▸ **REQUEST**: Copy out every line of the items below, requests included, and shift each point coordinate in the answers by adding 52 to both x and y.

▸ **RECORD EXCERPTS**:
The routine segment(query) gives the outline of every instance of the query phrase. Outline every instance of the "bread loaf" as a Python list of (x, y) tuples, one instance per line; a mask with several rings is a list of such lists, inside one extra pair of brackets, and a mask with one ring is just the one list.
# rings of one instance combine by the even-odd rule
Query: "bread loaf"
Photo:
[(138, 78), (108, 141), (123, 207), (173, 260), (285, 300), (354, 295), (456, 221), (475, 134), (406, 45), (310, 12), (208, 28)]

▸ **ANSWER TO THE TASK**:
The routine segment(query) gives the outline of every instance of the query phrase. Outline every instance of the "bread loaf" as a Python list of (x, y) tuples, one instance per line; a mask with several rings is a list of such lists, inside one extra pair of brackets, and a mask with one ring is just the one list.
# rings of one instance combine by the even-odd rule
Query: "bread loaf"
Photo:
[(190, 130), (160, 193), (175, 259), (225, 312), (337, 352), (406, 347), (508, 273), (527, 186), (458, 97), (362, 64), (260, 80)]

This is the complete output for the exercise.